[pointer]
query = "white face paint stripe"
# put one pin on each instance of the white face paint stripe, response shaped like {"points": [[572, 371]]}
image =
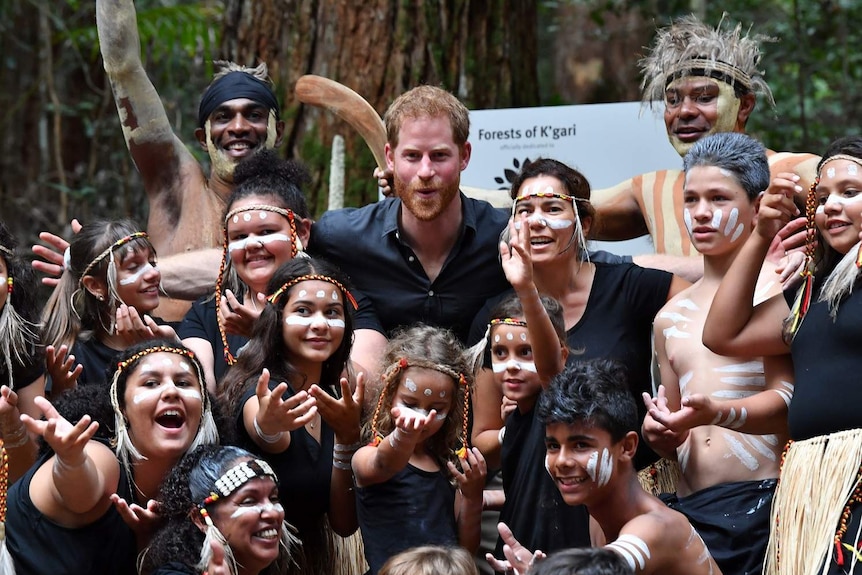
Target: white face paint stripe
{"points": [[733, 394], [716, 219], [144, 269], [258, 509], [309, 320], [751, 366], [606, 469], [147, 393], [592, 464], [741, 453], [754, 380], [759, 446], [633, 548], [731, 221], [263, 240], [673, 331], [684, 380], [783, 395], [674, 317], [500, 367]]}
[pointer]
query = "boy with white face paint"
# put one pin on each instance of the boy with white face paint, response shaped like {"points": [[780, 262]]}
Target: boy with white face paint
{"points": [[590, 420], [723, 419], [527, 343]]}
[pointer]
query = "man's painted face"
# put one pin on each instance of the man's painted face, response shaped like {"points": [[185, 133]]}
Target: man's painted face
{"points": [[236, 130], [696, 107]]}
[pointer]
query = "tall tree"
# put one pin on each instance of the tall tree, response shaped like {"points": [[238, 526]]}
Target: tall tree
{"points": [[483, 51]]}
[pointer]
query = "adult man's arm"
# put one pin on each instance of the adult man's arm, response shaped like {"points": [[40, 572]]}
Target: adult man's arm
{"points": [[166, 166]]}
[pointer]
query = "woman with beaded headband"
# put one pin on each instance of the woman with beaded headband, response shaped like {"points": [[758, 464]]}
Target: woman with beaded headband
{"points": [[418, 482], [69, 512], [820, 328], [221, 514], [608, 308], [294, 408], [22, 369], [101, 303], [266, 224]]}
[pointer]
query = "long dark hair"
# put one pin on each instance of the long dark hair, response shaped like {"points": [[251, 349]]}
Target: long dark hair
{"points": [[266, 348]]}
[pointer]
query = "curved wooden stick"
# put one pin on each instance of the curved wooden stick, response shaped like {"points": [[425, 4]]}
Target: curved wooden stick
{"points": [[347, 105]]}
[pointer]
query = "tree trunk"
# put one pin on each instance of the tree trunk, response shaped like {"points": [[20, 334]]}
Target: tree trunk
{"points": [[381, 48]]}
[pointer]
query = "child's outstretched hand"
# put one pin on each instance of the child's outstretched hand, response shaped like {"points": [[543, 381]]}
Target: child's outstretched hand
{"points": [[471, 481]]}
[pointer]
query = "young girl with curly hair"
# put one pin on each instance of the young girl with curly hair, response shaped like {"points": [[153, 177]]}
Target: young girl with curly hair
{"points": [[418, 444]]}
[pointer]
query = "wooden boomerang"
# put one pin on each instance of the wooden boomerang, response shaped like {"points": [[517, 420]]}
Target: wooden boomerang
{"points": [[347, 105]]}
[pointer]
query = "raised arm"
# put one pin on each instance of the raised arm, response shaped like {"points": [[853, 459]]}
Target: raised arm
{"points": [[734, 326], [165, 165], [518, 267], [618, 215]]}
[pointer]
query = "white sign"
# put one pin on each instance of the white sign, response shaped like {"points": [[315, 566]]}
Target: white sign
{"points": [[608, 143]]}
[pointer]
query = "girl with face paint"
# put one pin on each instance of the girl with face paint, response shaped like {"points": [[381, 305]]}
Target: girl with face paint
{"points": [[295, 410], [102, 304], [221, 514], [266, 224], [22, 368], [406, 496], [819, 326], [69, 512]]}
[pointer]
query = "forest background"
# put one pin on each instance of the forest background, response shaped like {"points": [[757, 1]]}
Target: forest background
{"points": [[63, 153]]}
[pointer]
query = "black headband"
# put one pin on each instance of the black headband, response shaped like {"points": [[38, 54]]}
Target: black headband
{"points": [[236, 85]]}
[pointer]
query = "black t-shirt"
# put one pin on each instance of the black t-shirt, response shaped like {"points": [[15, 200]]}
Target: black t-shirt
{"points": [[366, 244], [413, 508], [616, 324], [826, 353], [304, 469]]}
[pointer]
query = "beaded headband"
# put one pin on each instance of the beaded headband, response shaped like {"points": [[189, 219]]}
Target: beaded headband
{"points": [[847, 157], [273, 299], [460, 378], [295, 248], [110, 250], [507, 321], [716, 69]]}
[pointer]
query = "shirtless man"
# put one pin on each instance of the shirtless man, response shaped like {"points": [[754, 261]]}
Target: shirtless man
{"points": [[591, 418], [708, 80], [724, 419], [238, 115]]}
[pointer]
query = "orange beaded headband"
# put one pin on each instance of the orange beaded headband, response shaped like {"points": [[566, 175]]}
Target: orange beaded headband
{"points": [[273, 299]]}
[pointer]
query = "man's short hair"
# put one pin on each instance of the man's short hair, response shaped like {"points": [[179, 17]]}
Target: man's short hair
{"points": [[427, 102], [593, 392], [741, 155]]}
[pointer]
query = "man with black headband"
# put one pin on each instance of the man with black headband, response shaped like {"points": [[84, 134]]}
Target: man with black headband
{"points": [[238, 115], [708, 80]]}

------

EXERCISE OBJECTIVE: Switch "stripe" to "streak" in the stretch from the start of the lines through the line containing "Target: white face paint stripe", and write that stretch out again with nothing else changed. Leave the pictures out of your answer.

TASK OUTPUT:
[pointer]
query = "white face paint streak"
# put one pin on each instance of the white face paint streak, response shaped like {"points": [[572, 371]]}
image =
Target: white face paint streak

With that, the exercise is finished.